Task to complete ::
Copy out the entries below, substituting "site inventory" for every occurrence of "crop-scouting log" and keeping all other text the same.

Extracted records ::

[START]

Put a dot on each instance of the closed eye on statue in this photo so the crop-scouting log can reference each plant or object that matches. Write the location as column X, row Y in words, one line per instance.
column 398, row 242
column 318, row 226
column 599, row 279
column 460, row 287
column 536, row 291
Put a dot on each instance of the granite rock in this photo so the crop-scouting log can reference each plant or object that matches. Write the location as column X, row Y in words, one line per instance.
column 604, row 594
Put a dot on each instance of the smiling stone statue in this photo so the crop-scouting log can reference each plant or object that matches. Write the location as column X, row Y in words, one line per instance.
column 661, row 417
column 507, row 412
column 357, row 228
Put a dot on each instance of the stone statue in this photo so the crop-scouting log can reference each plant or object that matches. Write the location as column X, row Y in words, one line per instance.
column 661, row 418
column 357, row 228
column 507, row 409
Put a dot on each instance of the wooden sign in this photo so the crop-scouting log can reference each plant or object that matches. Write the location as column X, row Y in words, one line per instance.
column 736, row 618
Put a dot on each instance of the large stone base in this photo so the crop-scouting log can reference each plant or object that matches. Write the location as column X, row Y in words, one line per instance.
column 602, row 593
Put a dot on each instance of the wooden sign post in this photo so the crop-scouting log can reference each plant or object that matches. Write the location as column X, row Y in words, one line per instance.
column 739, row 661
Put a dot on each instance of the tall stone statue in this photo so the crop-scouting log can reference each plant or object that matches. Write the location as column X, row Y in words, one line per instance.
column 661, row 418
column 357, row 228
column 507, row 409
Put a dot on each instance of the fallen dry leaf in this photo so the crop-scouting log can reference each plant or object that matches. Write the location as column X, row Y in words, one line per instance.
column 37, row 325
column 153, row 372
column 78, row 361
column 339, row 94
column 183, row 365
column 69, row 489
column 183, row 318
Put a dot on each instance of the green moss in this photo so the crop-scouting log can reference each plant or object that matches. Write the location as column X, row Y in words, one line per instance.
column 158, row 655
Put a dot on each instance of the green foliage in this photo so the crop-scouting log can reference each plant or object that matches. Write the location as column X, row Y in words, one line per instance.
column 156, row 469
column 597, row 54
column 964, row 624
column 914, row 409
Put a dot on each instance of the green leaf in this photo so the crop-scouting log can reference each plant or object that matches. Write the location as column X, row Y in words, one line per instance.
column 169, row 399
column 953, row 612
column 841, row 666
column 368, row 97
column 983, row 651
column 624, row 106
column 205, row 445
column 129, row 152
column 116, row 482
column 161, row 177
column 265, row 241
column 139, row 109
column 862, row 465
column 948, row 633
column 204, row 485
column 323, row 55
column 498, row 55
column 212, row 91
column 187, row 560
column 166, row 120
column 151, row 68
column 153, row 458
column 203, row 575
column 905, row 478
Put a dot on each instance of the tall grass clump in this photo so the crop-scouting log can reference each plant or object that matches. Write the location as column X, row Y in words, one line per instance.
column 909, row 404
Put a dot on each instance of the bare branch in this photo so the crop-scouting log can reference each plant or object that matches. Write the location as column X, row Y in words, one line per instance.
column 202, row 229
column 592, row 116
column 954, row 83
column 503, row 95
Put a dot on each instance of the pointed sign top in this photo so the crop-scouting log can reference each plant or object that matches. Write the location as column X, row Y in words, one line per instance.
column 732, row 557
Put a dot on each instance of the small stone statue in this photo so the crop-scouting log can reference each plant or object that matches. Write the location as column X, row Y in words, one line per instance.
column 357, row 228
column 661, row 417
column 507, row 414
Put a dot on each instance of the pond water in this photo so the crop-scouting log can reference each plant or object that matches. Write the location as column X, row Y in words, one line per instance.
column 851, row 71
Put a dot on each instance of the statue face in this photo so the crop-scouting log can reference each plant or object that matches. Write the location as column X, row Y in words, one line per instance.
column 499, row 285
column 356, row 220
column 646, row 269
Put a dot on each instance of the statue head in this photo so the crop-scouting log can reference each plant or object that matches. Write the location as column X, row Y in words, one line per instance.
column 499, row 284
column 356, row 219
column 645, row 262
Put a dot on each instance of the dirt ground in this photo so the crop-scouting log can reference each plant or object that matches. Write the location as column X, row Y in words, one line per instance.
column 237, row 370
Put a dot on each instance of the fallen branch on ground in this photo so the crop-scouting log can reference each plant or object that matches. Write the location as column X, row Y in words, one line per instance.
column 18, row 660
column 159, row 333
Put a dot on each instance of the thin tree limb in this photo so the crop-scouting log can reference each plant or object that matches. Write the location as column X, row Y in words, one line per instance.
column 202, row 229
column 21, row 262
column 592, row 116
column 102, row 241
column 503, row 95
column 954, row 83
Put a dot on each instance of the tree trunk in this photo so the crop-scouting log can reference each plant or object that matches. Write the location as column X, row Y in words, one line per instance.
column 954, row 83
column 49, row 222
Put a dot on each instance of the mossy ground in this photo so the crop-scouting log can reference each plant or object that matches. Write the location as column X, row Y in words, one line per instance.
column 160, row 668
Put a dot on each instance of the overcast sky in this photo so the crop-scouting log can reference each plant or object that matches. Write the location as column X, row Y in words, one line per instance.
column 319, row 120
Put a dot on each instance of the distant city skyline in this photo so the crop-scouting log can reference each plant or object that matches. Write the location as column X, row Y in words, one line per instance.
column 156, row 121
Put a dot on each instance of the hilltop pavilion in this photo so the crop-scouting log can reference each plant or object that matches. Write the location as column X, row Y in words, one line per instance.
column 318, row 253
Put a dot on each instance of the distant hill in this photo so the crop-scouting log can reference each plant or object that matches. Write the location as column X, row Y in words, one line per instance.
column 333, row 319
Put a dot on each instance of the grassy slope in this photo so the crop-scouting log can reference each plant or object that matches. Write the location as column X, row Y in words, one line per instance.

[END]

Answer to this task ::
Put a dot on each instance of the closed eye on statue in this photo so the site inventory can reference each plant or object that matches. Write the location as column X, row Y in words, one line per instance.
column 398, row 242
column 318, row 226
column 599, row 279
column 460, row 287
column 536, row 291
Put a dot on each instance of the granite rock in this photo so the site inventory can reference each plant or object that matches. Write the location as column X, row Y in words, one line per instance.
column 604, row 594
Put a dot on each instance of the smiling stone statue in this photo so the site inventory can reference each plant or object that matches. Write the location as column X, row Y in words, one line per instance.
column 661, row 417
column 507, row 412
column 357, row 228
Put a dot on each instance of the stone statue in this photo so the site inventory can reference each plant or object that matches. Write the location as column X, row Y in words, one line per instance.
column 661, row 418
column 357, row 228
column 507, row 409
Put a dot on each instance of the wooden sign in this photo so the site inventory can reference each plant or object that matches. Write the location as column X, row Y in words, one line per instance.
column 736, row 618
Put a dot on each instance of the large stone base in this photo so the site inventory can reference each plant or object that matches. Write the location as column X, row Y in words, one line per instance.
column 602, row 593
Put a dot on each instance of the wooden sign post in this photo so the site inventory can reference each plant or object that matches. Write the location as column X, row Y in words, one line per instance.
column 739, row 661
Put a dot on each instance of the tall stone statue in this photo so the site inventory can reference each plant or object that matches. Write the location as column X, row Y in words, one line per instance.
column 661, row 418
column 357, row 228
column 507, row 409
Put a dot on each instance of the fallen dry leaf in this photo so the site inventory can reference each plant or object that matches. Write the location as column X, row Y in words, one line per instance.
column 37, row 325
column 153, row 372
column 78, row 361
column 339, row 94
column 183, row 365
column 69, row 489
column 183, row 318
Put a dot on each instance of the green moss in this photo so the site inventory can reference each plant or object that matches. Write the location as column X, row Y in words, one line per instance.
column 158, row 655
Put a dot on each instance of the green foliage in this photo so the site inventory can reference each plant or object that matches. Write the location as column X, row Y in words, one line per instance.
column 156, row 469
column 597, row 54
column 964, row 624
column 914, row 409
Put a dot on each instance of the green leaf in this photo so the site inventory can reference each plant or object that matches. Write the location as column X, row Y in words, one line per instance.
column 169, row 399
column 953, row 612
column 841, row 666
column 368, row 97
column 983, row 651
column 624, row 106
column 205, row 445
column 129, row 152
column 116, row 482
column 161, row 177
column 265, row 241
column 139, row 109
column 862, row 465
column 948, row 633
column 204, row 485
column 323, row 55
column 498, row 55
column 212, row 91
column 187, row 560
column 166, row 120
column 151, row 68
column 153, row 458
column 203, row 575
column 905, row 478
Put a dot on each instance of the tall grass clump in this photo so the site inventory can reference each plant or object that matches. Write the location as column X, row Y in words, one line per instance.
column 909, row 404
Put a dot on each instance of the bare branch in this photo so the site inventory can reference each plant or object that matches. Write the location as column X, row Y in words, one line per instance.
column 202, row 229
column 592, row 116
column 954, row 83
column 503, row 95
Put a dot on each instance of the pointed sign top in this photo so the site inventory can reference each plant or object that matches. Write the location as column X, row Y in words, one line per instance.
column 732, row 557
Put a dot on each instance of the small stone statue in this photo so the site inventory can reference each plant or object that matches. Write the location as column X, row Y in words, one line per instance.
column 357, row 228
column 661, row 417
column 507, row 414
Put a dot on each instance of the pond water in this photo so the site inventory can reference each plant or object that matches. Write the location as column X, row Y in words, one line per instance.
column 851, row 71
Put a dot on each instance of the statue face in this photo so the site inventory can reference each plant or object that matches. Write the location as column X, row Y in words, one line per instance.
column 499, row 285
column 356, row 220
column 646, row 269
Put a dot on each instance of the statue head in this photo so the site inventory can reference each plant or object that matches. Write the location as column X, row Y in words, one line per instance.
column 499, row 284
column 356, row 219
column 645, row 262
Put a dot on each instance of the dirt ground in this photo so the site inventory can reference each plant or object that matches. Write the location as column X, row Y in words, one line per instance.
column 237, row 370
Put a dot on each instance of the fallen branch on ground in this photo so the site inventory can reference each plant or object that matches. Write the location as column X, row Y in words, one line per instance.
column 18, row 660
column 159, row 333
Put a dot on each instance of the thin tree limb in this photo so the site inventory can reference each plant or object that matches. Write the location as column X, row Y in words, one line per instance.
column 202, row 229
column 21, row 262
column 592, row 116
column 102, row 241
column 503, row 95
column 954, row 83
Put a dot on each instance of the tree trunk in this photo so the site inventory can reference each plant or object that matches. Write the location as column X, row Y in words, one line per instance.
column 954, row 83
column 49, row 222
Put a dot on each instance of the mossy ground in this photo so the site inventory can reference each plant or object that matches. Write the location as column X, row Y in words, one line per instance.
column 160, row 668
Put a dot on each instance of the overcast sky in this photo so the site inventory can reference each plant or object that matches. Write the location as column X, row Y in words, one line per instance.
column 319, row 120
Put a dot on each instance of the distant city skyline in this photo so the site inventory can reference each plant or object that matches. Write the location as column X, row Y in words, one line per instance.
column 156, row 121
Put a dot on each instance of the hilltop pavilion in this photo so the site inventory can reference each plant or object that matches. Write the location as column X, row Y in words, one line per instance.
column 318, row 253
Put a dot on each instance of the distant hill in this photo so the site inventory can reference each plant or object that matches. Write the location as column X, row Y in words, one line per instance.
column 333, row 319
Put a dot on each instance of the grassy slope in this photo so the site inventory can reference each plant or object that matches. Write the location as column X, row Y in words, one line per instance.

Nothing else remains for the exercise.